→ **STORED DATA**
----

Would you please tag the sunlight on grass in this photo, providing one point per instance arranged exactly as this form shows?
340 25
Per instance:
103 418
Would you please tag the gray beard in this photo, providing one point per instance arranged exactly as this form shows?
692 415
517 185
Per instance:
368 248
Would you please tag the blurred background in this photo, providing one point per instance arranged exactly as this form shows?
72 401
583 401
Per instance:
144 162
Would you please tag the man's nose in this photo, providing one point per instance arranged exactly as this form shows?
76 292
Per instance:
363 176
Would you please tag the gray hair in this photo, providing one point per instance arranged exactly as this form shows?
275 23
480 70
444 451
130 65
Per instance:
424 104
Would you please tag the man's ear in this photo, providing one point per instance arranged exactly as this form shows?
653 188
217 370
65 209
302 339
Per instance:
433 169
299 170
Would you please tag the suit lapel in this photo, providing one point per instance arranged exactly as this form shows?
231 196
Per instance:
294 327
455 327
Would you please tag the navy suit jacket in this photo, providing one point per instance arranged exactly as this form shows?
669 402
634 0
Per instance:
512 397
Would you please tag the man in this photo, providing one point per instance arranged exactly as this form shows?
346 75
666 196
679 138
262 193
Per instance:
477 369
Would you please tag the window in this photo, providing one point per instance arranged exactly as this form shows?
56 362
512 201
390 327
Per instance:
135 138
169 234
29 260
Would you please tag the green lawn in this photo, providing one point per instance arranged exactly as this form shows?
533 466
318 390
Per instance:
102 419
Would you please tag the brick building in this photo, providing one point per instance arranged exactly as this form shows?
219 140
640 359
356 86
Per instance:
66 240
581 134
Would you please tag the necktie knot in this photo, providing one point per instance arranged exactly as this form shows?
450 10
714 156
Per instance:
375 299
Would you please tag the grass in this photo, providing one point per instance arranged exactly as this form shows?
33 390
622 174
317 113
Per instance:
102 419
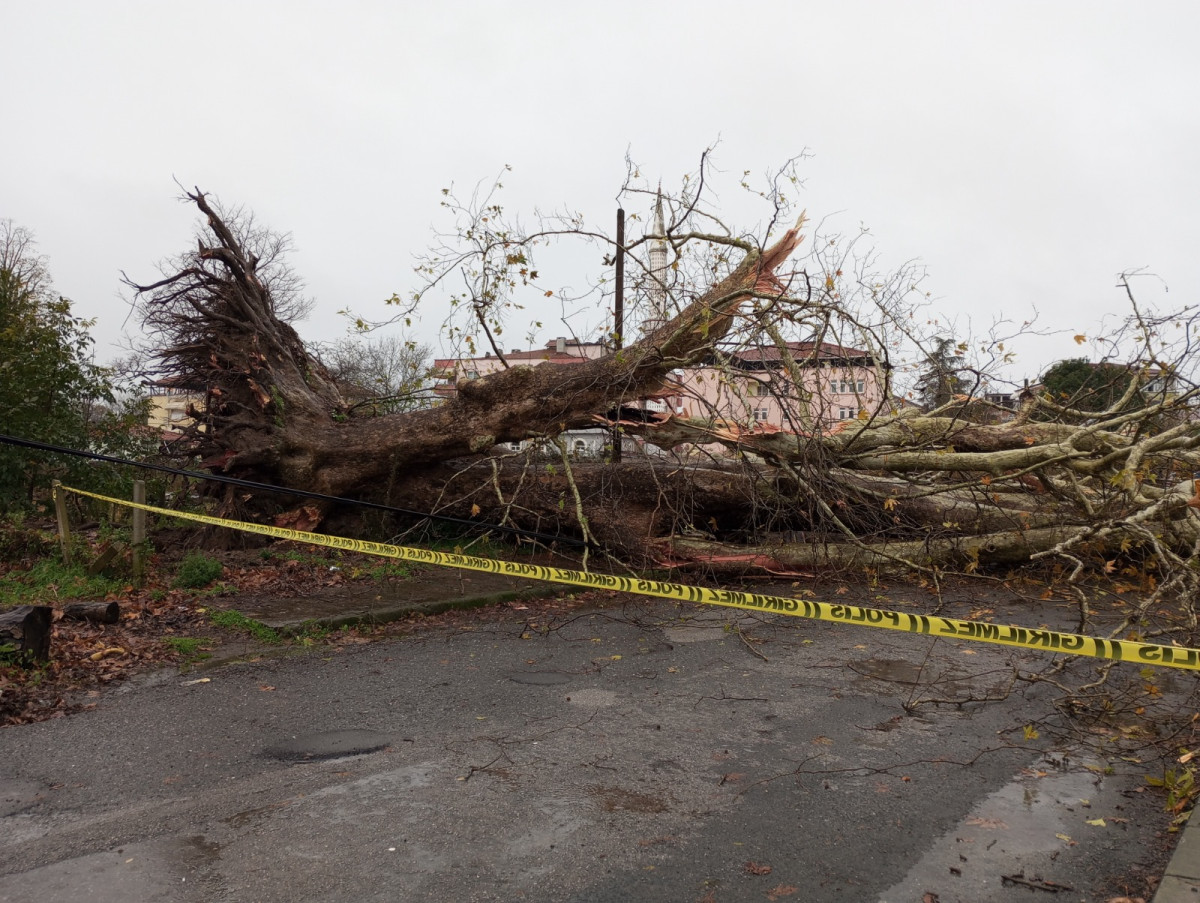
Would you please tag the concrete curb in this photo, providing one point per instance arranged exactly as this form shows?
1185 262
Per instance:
395 613
1181 881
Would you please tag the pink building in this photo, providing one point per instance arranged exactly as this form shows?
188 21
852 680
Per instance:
749 387
448 371
754 387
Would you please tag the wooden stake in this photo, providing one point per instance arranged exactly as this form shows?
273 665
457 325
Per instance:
60 509
139 531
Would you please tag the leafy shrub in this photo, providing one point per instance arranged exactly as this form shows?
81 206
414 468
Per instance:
197 570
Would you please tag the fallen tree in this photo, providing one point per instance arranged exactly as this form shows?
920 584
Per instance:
966 485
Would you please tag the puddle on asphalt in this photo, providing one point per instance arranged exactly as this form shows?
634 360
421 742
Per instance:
329 745
540 679
1024 830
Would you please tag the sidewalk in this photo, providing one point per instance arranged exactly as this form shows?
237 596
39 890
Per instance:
1181 883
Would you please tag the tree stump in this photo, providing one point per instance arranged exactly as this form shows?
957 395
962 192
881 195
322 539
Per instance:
27 628
96 613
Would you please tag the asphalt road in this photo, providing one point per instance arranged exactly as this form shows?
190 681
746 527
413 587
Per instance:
637 753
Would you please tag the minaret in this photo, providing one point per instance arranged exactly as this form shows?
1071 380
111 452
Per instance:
658 312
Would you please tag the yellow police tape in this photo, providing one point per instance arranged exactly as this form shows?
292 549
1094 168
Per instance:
930 625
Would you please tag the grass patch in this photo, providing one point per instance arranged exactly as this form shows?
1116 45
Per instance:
186 645
197 570
49 580
233 620
190 649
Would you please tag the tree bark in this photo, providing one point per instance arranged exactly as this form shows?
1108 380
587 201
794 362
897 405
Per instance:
28 629
96 613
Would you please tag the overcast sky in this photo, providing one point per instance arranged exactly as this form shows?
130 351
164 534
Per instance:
1025 153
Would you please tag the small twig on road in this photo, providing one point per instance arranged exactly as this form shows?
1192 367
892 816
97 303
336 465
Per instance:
1036 884
749 645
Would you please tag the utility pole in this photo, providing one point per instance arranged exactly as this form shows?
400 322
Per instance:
619 320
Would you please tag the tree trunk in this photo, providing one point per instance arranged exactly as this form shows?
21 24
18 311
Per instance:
27 629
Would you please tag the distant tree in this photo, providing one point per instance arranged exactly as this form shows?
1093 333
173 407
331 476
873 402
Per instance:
384 375
51 390
941 377
1084 386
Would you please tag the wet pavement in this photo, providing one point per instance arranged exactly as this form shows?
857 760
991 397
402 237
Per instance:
645 752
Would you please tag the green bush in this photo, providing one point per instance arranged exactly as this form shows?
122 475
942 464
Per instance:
197 570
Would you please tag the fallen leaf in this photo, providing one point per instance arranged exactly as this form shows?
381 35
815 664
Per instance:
987 823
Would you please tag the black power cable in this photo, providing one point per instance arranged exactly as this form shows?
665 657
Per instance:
300 492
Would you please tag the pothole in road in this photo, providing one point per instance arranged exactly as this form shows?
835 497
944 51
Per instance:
17 795
328 745
539 679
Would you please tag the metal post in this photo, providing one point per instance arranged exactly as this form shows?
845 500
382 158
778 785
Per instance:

----

→ **TASK BRIEF**
Report how many lines in the listing above include the word "asphalt". Give nothing but the number.

→ **WRITTEN ANSWER**
2